*** Data for review Section Begins ***
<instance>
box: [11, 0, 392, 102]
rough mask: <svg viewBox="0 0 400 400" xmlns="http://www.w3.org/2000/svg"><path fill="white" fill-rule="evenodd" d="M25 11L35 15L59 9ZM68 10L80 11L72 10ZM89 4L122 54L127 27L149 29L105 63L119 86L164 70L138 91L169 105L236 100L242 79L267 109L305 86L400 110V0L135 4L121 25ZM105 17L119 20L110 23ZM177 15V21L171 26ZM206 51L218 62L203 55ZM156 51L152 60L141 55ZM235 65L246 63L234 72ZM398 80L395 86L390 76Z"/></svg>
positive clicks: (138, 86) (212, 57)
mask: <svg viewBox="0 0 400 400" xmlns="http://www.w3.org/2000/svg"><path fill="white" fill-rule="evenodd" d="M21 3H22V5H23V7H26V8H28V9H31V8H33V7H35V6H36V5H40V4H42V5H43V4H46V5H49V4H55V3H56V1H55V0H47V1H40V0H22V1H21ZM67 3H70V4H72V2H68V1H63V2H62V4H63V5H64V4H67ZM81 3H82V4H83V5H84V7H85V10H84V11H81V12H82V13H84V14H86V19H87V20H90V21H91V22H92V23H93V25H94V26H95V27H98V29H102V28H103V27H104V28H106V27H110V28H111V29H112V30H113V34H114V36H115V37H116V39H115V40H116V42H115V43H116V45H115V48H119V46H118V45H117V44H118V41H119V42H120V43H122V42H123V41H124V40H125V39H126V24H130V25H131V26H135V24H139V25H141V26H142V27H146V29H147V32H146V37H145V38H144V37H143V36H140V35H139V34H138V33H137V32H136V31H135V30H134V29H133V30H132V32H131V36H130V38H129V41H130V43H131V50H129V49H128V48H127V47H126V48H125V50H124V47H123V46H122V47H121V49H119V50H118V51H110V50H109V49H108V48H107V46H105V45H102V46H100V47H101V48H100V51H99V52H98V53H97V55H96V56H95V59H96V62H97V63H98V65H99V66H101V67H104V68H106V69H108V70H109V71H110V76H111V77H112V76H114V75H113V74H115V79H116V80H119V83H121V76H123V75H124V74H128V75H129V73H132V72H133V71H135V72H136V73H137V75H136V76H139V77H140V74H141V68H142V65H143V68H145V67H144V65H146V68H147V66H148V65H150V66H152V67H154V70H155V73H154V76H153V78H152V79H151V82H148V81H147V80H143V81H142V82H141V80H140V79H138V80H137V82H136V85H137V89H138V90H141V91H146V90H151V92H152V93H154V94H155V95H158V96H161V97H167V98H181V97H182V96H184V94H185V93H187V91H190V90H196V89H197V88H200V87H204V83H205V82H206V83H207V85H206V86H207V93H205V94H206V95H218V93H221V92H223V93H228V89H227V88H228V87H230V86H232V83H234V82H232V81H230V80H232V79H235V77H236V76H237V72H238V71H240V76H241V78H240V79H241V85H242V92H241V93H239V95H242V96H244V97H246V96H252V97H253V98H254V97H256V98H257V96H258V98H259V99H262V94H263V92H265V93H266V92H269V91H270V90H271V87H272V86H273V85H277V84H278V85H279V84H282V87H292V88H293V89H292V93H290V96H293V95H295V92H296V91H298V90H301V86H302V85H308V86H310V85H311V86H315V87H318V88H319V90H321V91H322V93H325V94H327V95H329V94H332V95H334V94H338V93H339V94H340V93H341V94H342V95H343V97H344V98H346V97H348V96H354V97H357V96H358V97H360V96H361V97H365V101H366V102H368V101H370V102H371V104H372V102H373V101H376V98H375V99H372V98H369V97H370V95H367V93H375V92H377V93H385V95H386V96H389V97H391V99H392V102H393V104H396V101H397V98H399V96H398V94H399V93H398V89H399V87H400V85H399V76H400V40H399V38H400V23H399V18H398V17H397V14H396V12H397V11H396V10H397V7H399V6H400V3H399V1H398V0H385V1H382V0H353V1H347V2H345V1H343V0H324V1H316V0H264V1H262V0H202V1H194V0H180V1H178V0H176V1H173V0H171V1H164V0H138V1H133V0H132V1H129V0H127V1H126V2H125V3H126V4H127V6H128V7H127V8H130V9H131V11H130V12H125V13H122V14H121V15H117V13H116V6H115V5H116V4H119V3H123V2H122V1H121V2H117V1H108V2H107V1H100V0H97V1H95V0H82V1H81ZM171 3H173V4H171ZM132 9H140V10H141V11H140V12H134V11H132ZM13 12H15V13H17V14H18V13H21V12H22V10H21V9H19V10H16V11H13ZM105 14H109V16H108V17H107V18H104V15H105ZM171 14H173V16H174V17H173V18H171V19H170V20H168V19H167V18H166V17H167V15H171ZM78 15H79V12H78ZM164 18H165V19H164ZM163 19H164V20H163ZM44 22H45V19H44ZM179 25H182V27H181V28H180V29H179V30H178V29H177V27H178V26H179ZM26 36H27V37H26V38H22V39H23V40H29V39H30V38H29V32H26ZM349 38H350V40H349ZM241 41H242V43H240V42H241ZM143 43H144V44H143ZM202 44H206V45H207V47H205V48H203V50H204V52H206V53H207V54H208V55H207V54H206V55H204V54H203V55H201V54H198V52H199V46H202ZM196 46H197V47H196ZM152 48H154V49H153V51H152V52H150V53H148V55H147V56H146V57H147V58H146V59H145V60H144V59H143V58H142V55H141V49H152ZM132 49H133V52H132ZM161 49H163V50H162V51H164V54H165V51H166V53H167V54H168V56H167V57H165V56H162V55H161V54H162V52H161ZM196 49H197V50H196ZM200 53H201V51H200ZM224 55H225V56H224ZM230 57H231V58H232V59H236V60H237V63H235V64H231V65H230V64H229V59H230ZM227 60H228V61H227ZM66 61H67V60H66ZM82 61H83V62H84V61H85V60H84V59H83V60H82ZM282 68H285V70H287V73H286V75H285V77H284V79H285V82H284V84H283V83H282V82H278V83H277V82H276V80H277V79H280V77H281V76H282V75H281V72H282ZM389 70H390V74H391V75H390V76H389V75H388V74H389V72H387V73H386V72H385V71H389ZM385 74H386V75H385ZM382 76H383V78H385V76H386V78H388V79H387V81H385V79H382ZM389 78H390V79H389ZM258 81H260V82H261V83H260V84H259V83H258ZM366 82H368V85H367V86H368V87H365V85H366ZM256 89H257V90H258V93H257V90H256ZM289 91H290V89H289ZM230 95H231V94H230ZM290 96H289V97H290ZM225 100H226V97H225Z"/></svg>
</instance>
*** Data for review Section Ends ***
What you have to do → What this exercise asks for is an exact copy of all the records.

Task solution →
<instance>
box: [11, 0, 392, 102]
rough mask: <svg viewBox="0 0 400 400" xmlns="http://www.w3.org/2000/svg"><path fill="white" fill-rule="evenodd" d="M25 11L35 15L59 9ZM68 10L80 11L72 10ZM89 4L122 54L127 27L149 29L105 63L119 86L164 70L138 91L169 105L236 100L242 79L267 109L305 86L400 110V0L135 4L121 25ZM105 17L119 20L110 23ZM177 15V21L171 26ZM206 51L218 62L203 55ZM156 51L152 60L141 55ZM235 65L246 63L234 72ZM398 80L395 86L390 76Z"/></svg>
positive clicks: (138, 86) (212, 57)
mask: <svg viewBox="0 0 400 400" xmlns="http://www.w3.org/2000/svg"><path fill="white" fill-rule="evenodd" d="M21 3H22V5H23V7H26V8H28V9H31V8H33V7H35V6H36V5H40V4H42V5H43V4H46V5H49V4H55V3H56V1H55V0H47V1H40V0H22V1H21ZM67 3H70V4H72V2H68V1H63V2H62V4H63V5H64V4H67ZM81 3H82V4H83V5H84V7H85V10H84V11H81V12H82V13H84V14H86V19H87V20H90V21H91V22H92V23H93V25H94V26H95V27H98V29H102V28H103V27H104V28H106V27H110V28H111V29H112V30H113V34H114V36H115V37H116V39H115V40H116V42H115V43H116V45H115V48H119V46H118V45H117V44H118V41H119V42H120V43H122V42H123V41H124V40H125V39H126V24H130V25H131V26H135V24H139V25H141V26H142V27H146V29H147V32H146V37H145V38H144V37H143V36H140V35H139V34H138V33H137V32H136V31H135V30H134V29H133V30H132V32H131V36H130V38H129V41H130V43H131V50H129V49H128V48H127V47H126V48H125V50H124V47H123V46H122V47H121V49H119V50H118V51H110V50H109V49H108V48H107V46H105V45H102V46H100V47H101V48H100V51H99V52H98V53H97V55H96V56H95V59H96V62H97V63H98V65H99V66H101V67H104V68H106V69H108V70H109V71H110V76H111V77H112V76H114V75H113V74H115V79H116V80H119V83H121V76H123V75H124V74H128V75H129V73H132V72H133V71H135V72H136V73H137V75H136V76H139V77H140V74H141V68H142V65H143V68H145V67H144V65H146V68H147V66H148V65H150V66H152V67H154V70H155V73H154V76H153V78H152V79H151V82H148V81H147V80H143V81H142V82H141V80H140V79H138V80H137V82H136V85H137V89H138V90H141V91H146V90H151V92H152V93H154V94H155V95H158V96H161V97H167V98H181V97H182V96H184V94H185V93H187V91H190V90H196V89H197V88H200V87H204V83H205V82H206V83H207V85H206V86H207V93H205V94H206V95H218V93H221V92H223V93H228V89H227V88H228V87H230V86H232V83H234V82H232V81H230V80H232V79H235V77H236V76H237V72H238V71H240V76H241V78H240V79H241V85H242V92H241V93H239V95H242V96H244V97H246V96H252V97H253V98H254V97H256V98H257V96H258V98H259V99H262V94H263V92H265V93H266V92H269V91H270V90H271V87H272V86H273V85H277V84H278V85H279V84H282V87H292V88H293V89H292V93H290V96H293V95H295V92H296V91H298V90H301V86H302V85H308V86H310V85H311V86H315V87H318V88H319V90H321V91H322V93H325V94H327V95H329V94H332V95H334V94H338V93H339V94H340V93H341V94H342V95H343V97H344V98H346V97H348V96H354V97H357V96H358V97H360V96H361V97H365V101H366V102H368V101H370V102H371V104H372V102H373V101H376V98H375V99H372V98H369V97H370V95H367V93H375V92H377V93H385V95H386V96H389V97H391V99H392V102H393V104H396V101H397V98H399V96H398V94H399V93H398V89H399V87H400V85H399V76H400V40H399V38H400V23H399V18H398V17H397V14H396V12H397V11H396V10H397V7H399V6H400V3H399V1H398V0H385V1H382V0H353V1H347V2H345V1H343V0H324V1H316V0H264V1H262V0H202V1H194V0H180V1H178V0H176V1H173V0H171V1H164V0H138V1H133V0H132V1H129V0H127V1H126V2H125V3H126V4H127V6H128V7H127V8H130V9H131V11H130V12H125V13H122V14H121V15H117V13H116V6H115V5H116V4H119V3H123V2H122V1H121V2H117V1H108V2H107V1H100V0H97V1H95V0H82V1H81ZM171 3H173V4H171ZM132 9H140V10H141V11H140V12H134V11H132ZM13 12H15V13H17V14H18V13H21V12H22V10H21V9H19V10H16V11H13ZM105 14H109V16H108V17H107V18H104V15H105ZM171 14H173V16H174V17H173V18H171V19H170V20H168V19H167V18H166V17H167V15H171ZM78 15H79V12H78ZM164 18H165V19H164ZM163 19H164V20H163ZM44 22H45V19H44ZM179 25H182V27H181V28H180V29H179V30H178V29H177V27H178V26H179ZM26 36H27V37H26V38H22V39H23V40H29V39H30V38H29V32H26ZM349 38H350V40H349ZM241 41H242V43H240V42H241ZM143 43H144V44H143ZM202 44H206V45H207V47H205V48H203V50H204V52H206V53H207V54H208V55H207V54H206V55H204V54H203V55H201V54H198V52H199V46H202ZM196 46H197V47H196ZM152 48H154V49H153V51H152V52H150V53H148V55H147V56H146V57H147V58H146V59H145V60H144V59H143V58H142V55H141V49H152ZM132 49H133V52H132ZM161 49H163V50H162V51H164V54H165V51H166V53H167V54H168V56H167V57H165V56H162V55H161V54H162V52H161ZM196 49H197V50H196ZM200 53H201V51H200ZM224 55H225V56H224ZM230 57H231V58H232V59H236V60H237V63H235V64H231V65H230V64H229V59H230ZM227 60H228V61H227ZM66 61H67V60H66ZM82 61H83V62H84V61H85V60H84V59H83V60H82ZM282 68H285V70H287V73H286V75H285V77H284V79H285V82H284V84H283V83H282V82H278V83H277V82H276V80H277V79H280V77H281V76H282V75H281V72H282ZM389 70H390V74H391V75H390V76H389V75H388V74H389V72H387V73H386V72H385V71H389ZM385 74H386V75H385ZM382 76H383V78H385V76H386V78H388V79H387V81H385V79H382ZM389 78H390V79H389ZM258 81H260V82H261V83H260V84H259V83H258ZM366 82H368V85H367V86H368V87H365V85H366ZM256 89H257V90H258V93H257V90H256ZM289 91H290V89H289ZM230 95H231V94H230ZM290 96H289V97H290ZM225 100H226V97H225Z"/></svg>
</instance>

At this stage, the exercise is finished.